- What you are asked to do -
Copy the rows below word for word, starting with the line that contains "Please mark the region of the green" and going on through the line that contains "[[[235,152],[234,0],[0,9],[0,118],[89,219]]]", with both of those lines included.

- Exercise materials -

"""

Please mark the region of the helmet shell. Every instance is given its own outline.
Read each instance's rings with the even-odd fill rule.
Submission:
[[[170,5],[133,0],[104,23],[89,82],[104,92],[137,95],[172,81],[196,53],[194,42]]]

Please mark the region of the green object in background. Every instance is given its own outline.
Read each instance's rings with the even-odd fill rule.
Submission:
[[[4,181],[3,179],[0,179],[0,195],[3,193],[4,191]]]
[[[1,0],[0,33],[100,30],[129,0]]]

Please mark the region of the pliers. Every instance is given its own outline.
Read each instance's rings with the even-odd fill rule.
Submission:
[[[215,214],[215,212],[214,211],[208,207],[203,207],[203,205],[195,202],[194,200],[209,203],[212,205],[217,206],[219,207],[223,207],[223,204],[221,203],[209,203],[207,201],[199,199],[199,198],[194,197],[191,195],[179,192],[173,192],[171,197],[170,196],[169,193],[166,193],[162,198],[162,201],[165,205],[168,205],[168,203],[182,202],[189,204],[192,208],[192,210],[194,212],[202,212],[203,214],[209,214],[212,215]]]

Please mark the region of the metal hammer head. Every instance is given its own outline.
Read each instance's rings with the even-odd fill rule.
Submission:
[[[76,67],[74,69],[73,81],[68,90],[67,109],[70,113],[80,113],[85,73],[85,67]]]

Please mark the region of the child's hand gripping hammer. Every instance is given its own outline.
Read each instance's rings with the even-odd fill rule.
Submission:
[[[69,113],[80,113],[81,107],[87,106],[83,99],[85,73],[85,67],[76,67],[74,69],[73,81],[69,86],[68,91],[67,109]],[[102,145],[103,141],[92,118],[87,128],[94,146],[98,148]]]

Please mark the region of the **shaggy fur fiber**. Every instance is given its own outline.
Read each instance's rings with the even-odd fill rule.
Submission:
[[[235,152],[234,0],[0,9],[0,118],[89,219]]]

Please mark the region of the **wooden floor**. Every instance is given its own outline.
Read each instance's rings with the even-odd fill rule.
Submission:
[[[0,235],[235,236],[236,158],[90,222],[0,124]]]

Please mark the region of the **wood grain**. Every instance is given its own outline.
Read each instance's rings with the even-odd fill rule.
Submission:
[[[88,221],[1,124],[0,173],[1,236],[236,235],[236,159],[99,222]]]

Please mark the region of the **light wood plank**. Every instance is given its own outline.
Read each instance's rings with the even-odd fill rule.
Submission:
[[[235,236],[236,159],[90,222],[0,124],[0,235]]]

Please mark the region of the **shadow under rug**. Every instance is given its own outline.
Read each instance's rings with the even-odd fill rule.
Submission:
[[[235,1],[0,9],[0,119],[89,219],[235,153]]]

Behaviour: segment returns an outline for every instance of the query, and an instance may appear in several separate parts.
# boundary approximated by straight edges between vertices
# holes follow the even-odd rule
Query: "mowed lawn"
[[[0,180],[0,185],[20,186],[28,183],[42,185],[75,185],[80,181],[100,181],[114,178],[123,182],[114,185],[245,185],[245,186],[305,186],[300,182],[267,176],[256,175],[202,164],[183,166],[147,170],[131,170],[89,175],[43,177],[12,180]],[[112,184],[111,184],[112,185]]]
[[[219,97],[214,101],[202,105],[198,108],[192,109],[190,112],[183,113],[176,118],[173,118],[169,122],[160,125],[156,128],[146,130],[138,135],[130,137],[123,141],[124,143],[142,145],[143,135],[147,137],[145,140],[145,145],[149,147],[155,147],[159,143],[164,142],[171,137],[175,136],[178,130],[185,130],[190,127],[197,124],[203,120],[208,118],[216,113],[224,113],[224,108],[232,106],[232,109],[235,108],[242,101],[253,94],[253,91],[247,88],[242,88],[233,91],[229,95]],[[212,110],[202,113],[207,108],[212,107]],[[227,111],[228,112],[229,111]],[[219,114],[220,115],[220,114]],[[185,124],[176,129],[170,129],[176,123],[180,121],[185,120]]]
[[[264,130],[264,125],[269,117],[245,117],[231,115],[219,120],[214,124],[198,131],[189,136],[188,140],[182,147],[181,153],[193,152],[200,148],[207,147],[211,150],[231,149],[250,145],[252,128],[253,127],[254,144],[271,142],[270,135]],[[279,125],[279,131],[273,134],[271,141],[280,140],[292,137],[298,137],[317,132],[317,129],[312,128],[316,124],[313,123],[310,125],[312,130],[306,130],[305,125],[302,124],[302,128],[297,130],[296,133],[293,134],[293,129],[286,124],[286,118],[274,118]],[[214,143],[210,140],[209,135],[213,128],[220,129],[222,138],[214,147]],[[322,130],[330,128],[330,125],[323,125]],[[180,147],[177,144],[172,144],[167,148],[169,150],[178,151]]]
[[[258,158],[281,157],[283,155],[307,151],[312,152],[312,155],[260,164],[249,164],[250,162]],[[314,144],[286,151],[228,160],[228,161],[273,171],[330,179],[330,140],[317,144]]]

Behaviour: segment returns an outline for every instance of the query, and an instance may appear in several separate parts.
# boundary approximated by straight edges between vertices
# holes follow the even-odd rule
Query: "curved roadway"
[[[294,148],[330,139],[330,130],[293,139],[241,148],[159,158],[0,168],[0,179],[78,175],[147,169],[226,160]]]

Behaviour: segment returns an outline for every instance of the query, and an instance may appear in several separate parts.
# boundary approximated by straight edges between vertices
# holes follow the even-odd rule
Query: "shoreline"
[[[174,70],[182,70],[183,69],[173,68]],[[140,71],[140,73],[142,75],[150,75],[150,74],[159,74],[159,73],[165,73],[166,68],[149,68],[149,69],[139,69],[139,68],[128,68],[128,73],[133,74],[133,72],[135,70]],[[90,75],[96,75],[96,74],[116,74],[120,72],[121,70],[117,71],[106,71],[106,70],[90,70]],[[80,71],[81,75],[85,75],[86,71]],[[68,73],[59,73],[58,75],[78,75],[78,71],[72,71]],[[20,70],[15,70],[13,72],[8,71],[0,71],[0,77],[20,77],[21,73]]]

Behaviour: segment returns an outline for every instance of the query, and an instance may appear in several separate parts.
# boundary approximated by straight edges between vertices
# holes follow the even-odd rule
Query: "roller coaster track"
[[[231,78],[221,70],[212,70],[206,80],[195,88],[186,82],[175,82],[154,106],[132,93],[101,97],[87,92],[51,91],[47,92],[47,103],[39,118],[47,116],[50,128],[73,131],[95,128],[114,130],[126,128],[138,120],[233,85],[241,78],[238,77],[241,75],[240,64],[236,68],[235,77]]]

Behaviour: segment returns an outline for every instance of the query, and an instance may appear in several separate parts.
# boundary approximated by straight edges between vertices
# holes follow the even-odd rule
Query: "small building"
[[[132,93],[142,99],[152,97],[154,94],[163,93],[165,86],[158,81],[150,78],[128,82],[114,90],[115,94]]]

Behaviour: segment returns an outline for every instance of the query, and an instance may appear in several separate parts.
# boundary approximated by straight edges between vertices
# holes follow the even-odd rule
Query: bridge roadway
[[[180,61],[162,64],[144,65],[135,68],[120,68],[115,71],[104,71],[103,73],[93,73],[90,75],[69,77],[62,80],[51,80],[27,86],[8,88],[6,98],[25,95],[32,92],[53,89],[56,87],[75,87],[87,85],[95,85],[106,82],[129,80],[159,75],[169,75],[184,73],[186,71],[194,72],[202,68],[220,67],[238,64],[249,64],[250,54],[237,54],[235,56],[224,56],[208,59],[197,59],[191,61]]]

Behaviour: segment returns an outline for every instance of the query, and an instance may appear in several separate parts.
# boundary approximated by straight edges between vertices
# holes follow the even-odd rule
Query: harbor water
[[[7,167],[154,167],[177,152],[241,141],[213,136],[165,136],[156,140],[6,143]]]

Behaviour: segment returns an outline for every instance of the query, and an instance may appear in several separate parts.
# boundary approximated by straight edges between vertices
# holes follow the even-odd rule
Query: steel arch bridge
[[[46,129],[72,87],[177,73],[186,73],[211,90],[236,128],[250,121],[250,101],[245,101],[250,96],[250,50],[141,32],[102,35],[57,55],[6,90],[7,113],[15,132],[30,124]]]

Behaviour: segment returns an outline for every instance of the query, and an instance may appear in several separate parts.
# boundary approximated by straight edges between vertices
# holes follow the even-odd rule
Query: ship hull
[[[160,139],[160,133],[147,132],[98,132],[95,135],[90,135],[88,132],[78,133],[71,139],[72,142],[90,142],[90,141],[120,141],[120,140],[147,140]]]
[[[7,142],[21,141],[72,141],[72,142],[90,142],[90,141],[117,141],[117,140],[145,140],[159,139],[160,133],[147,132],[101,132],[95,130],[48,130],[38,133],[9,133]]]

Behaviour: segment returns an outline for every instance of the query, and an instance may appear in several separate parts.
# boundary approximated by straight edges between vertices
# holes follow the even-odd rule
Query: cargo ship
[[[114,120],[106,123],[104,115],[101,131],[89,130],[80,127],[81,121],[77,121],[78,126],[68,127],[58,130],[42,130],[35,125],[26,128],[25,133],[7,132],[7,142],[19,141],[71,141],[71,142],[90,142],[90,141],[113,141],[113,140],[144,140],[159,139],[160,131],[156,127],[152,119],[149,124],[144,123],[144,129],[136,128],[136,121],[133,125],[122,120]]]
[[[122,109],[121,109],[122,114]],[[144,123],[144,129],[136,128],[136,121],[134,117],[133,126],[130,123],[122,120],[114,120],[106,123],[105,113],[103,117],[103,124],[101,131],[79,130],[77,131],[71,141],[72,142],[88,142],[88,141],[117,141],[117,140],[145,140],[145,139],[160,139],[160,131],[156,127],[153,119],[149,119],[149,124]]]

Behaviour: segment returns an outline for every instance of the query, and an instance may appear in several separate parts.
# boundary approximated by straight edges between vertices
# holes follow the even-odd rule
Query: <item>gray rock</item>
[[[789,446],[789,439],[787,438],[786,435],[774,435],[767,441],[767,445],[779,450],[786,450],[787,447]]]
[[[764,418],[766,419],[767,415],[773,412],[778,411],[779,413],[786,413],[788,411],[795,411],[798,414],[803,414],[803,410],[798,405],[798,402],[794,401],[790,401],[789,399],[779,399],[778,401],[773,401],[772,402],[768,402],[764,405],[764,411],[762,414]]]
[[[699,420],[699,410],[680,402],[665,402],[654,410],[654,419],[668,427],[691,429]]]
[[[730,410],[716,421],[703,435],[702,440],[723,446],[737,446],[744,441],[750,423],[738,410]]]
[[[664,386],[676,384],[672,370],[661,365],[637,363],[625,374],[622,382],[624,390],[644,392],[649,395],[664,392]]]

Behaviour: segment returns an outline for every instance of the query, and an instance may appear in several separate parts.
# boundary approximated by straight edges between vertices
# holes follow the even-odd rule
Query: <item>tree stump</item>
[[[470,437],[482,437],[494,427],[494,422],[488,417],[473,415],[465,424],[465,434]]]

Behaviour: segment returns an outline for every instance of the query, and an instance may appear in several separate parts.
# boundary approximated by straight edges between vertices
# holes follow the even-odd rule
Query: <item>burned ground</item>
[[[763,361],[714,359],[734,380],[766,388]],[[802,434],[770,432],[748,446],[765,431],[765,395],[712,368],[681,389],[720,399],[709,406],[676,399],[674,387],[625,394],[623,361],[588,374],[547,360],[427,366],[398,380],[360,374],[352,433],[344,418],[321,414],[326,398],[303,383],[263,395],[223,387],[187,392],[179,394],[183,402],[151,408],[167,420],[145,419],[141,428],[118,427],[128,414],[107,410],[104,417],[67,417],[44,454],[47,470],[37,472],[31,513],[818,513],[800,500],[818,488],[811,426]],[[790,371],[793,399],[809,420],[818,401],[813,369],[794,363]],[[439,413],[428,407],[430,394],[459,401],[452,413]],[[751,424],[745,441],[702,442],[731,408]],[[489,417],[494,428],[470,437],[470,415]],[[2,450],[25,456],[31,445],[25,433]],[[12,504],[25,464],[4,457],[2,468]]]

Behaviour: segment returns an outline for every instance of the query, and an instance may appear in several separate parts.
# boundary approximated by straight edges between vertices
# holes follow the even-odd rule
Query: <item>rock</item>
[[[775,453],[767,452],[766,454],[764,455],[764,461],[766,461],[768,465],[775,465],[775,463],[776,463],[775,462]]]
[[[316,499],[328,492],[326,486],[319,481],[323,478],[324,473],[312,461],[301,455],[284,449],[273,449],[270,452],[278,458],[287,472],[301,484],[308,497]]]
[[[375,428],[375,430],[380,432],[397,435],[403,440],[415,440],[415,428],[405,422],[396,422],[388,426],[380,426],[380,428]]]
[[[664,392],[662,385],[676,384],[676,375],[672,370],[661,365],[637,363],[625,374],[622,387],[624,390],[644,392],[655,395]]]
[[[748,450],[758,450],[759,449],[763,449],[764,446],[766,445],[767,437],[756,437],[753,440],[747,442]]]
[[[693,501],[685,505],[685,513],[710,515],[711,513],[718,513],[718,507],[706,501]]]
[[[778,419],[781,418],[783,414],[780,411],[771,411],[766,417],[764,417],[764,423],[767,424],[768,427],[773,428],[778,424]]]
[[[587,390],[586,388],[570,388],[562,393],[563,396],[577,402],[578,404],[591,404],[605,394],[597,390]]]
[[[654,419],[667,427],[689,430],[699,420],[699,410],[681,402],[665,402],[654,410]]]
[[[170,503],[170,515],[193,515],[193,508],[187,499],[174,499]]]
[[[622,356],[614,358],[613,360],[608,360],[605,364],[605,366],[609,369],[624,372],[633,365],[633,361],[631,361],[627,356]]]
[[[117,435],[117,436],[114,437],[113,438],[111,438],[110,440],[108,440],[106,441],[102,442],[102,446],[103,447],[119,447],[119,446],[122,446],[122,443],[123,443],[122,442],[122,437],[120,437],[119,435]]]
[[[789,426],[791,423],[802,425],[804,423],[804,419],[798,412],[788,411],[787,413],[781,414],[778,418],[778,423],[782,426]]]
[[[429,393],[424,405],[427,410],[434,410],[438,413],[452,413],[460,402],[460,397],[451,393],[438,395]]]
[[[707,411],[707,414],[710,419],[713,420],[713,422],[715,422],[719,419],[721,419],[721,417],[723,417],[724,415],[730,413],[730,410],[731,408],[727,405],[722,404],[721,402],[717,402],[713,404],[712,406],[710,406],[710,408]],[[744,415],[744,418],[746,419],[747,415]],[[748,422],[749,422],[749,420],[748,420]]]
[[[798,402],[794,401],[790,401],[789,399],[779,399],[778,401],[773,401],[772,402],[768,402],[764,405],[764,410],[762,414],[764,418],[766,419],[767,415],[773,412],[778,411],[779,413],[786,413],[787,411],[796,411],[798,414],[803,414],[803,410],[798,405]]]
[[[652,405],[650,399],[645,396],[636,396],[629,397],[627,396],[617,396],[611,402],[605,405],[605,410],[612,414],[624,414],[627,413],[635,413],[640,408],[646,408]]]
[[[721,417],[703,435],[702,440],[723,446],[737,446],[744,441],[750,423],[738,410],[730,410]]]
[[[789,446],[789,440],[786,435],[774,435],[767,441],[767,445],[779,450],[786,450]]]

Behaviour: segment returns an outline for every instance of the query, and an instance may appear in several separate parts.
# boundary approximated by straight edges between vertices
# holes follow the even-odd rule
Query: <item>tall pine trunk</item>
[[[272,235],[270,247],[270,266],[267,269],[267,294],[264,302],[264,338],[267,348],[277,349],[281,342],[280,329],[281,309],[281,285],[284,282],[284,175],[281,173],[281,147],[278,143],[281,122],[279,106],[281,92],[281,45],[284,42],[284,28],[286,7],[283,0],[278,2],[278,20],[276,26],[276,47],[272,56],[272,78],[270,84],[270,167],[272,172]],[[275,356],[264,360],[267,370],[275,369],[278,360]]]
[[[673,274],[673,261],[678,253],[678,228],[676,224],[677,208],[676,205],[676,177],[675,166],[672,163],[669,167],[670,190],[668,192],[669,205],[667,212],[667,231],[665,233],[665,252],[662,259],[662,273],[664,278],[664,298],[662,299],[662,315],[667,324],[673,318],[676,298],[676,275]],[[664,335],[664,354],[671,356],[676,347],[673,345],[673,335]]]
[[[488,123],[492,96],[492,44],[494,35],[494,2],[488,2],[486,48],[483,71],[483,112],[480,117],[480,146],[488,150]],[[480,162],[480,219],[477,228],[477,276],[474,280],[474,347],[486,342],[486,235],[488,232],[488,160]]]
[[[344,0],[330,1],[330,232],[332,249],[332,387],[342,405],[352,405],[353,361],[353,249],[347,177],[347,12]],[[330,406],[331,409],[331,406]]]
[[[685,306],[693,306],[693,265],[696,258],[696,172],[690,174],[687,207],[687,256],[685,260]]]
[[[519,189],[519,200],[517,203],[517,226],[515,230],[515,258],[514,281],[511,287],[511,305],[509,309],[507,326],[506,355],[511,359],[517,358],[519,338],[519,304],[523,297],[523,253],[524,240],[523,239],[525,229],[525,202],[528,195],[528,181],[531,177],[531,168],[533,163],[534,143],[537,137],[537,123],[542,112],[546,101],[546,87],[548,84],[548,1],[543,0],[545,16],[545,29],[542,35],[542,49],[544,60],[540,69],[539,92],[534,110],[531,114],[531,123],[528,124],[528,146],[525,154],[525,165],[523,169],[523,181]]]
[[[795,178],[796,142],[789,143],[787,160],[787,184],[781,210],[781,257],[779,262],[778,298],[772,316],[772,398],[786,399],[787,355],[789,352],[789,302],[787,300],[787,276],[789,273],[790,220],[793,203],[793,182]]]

"""

- Exercise response -
Please mark the region of the green object in background. Every instance is given its own outline.
Read each instance's rings with the even-odd fill rule.
Submission:
[[[4,181],[3,179],[0,179],[0,195],[3,193],[4,191]]]
[[[1,0],[0,33],[100,30],[129,0]]]

Please mark the region of the pliers. Every instance is given its own outline.
Read each instance's rings with the even-odd fill rule.
Submission:
[[[215,214],[215,212],[214,211],[208,207],[203,207],[203,205],[195,202],[194,200],[209,203],[212,205],[217,206],[219,207],[223,207],[223,204],[221,203],[209,203],[207,201],[199,199],[199,198],[194,197],[191,195],[179,192],[173,192],[171,197],[170,196],[169,193],[166,193],[162,198],[162,201],[165,205],[168,205],[168,203],[182,202],[189,204],[192,208],[192,210],[194,212],[202,212],[203,214],[209,214],[212,215]]]

Please mark the region of the metal hammer head. Every instance is given its own outline.
Read each instance's rings with the even-odd fill rule.
Submission:
[[[76,67],[74,69],[73,81],[68,90],[67,109],[70,113],[80,113],[85,73],[85,67]]]

Please mark the region of the child's hand gripping hammer. Every instance is given its own outline.
Read each instance's rings with the even-odd fill rule.
Submission:
[[[69,113],[80,113],[81,107],[87,106],[83,99],[85,73],[85,67],[76,67],[74,69],[73,81],[69,86],[68,91],[67,109]],[[102,145],[103,141],[92,118],[87,128],[94,146],[98,148]]]

Please mark the region of the **shaggy fur fiber**. Every instance is given its own outline.
Read each instance's rings with the even-odd fill rule.
Submission:
[[[235,152],[234,0],[0,9],[0,118],[89,219]]]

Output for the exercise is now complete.